-------- Dataset content
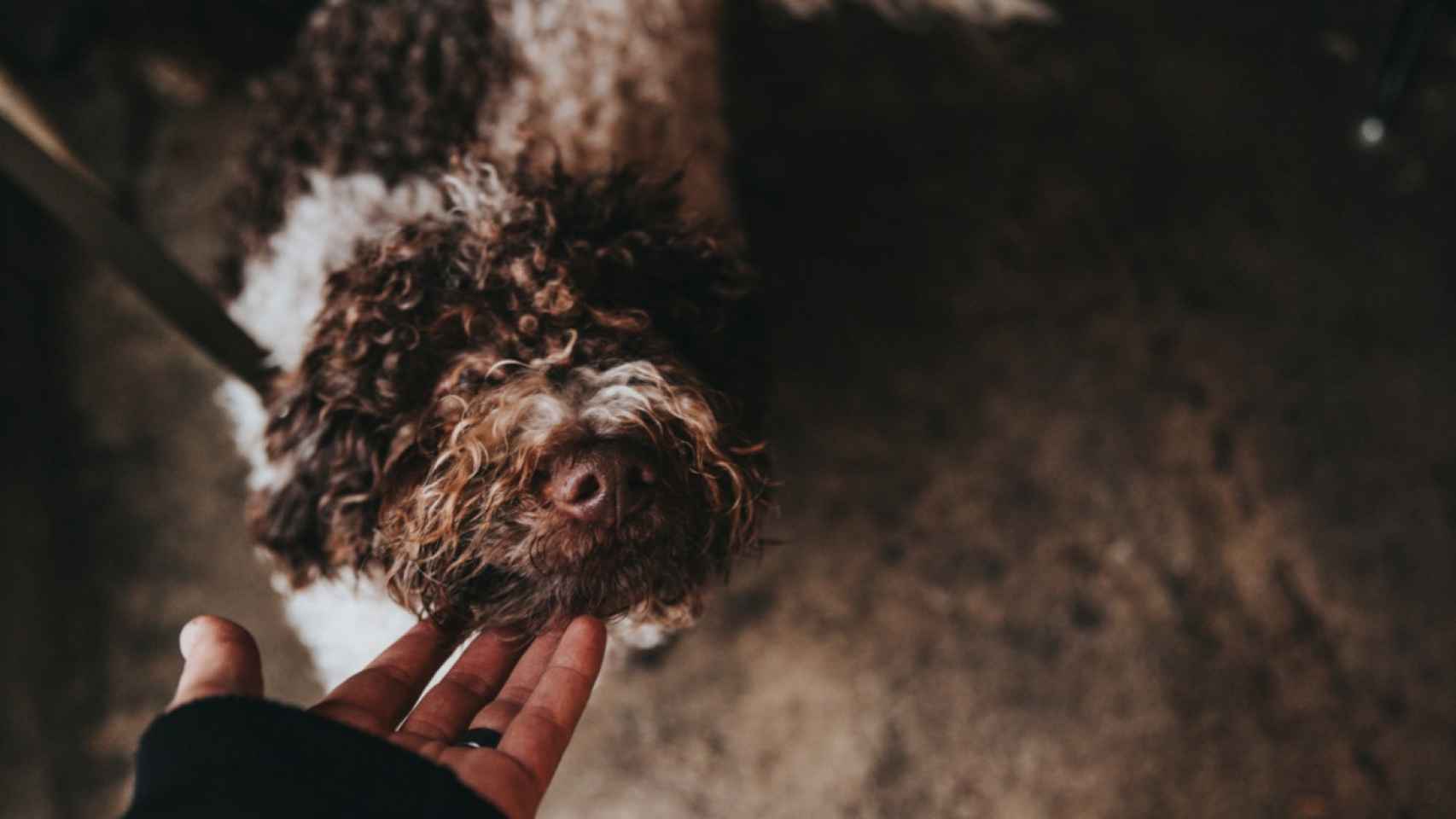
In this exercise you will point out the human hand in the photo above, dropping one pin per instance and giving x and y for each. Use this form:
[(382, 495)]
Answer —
[(532, 699)]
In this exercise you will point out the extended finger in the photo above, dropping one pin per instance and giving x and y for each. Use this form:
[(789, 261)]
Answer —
[(379, 695), (539, 734), (474, 681), (527, 672), (218, 658)]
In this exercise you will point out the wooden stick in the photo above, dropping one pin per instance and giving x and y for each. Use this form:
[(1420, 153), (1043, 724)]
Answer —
[(37, 159)]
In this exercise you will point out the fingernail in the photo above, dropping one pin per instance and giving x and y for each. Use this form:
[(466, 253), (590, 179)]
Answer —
[(188, 637)]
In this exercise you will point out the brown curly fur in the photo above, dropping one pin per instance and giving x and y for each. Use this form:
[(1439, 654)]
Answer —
[(386, 86), (406, 424)]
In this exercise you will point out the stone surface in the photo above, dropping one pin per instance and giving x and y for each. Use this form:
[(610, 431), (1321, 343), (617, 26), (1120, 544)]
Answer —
[(1114, 429)]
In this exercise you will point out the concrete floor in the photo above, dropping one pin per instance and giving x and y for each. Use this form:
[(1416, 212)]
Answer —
[(1114, 422)]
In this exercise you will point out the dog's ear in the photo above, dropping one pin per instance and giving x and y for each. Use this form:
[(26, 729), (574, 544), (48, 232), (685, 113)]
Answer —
[(377, 350)]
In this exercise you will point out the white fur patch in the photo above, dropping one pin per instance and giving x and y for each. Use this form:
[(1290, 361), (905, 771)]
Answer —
[(346, 623), (282, 291), (245, 406)]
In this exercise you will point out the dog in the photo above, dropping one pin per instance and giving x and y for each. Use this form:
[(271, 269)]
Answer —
[(492, 249)]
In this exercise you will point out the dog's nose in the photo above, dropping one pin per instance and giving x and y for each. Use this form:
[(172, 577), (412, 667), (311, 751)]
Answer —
[(603, 483)]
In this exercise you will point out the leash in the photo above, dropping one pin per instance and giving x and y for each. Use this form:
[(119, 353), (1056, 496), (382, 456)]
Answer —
[(37, 159)]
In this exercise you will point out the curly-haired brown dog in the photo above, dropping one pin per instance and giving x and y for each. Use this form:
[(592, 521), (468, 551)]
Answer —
[(491, 247)]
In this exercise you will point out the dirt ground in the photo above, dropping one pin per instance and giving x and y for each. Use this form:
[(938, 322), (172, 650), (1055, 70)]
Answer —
[(1114, 421)]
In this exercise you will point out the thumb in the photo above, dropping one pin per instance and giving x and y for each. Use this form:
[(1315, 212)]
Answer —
[(218, 658)]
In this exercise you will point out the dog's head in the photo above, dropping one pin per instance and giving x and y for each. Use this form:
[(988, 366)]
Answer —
[(540, 404)]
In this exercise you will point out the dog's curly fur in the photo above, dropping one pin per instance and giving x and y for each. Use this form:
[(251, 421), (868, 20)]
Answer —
[(389, 88), (480, 236), (459, 355)]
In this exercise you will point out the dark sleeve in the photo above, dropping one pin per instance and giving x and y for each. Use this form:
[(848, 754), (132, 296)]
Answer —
[(233, 757)]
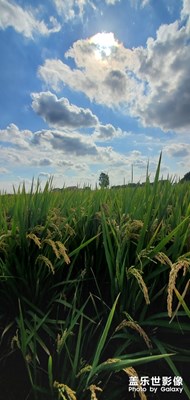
----------------
→ **Exercise**
From the records above, pick out and copy each line holding the word "curly".

→ **Task response**
In this exercise you will point out the brown curly fur in the photo above, dropping one pin per instance and giving x and y for each. Use this form:
In this exercise you will point out the curly-haired brown dog in the photo above, dropping one pin per instance and giving x and y for each. Use this form:
In this exercise you will point out the dog's curly fur in the photo above, dropping one pin per instance and giving x and y for each. Use this form:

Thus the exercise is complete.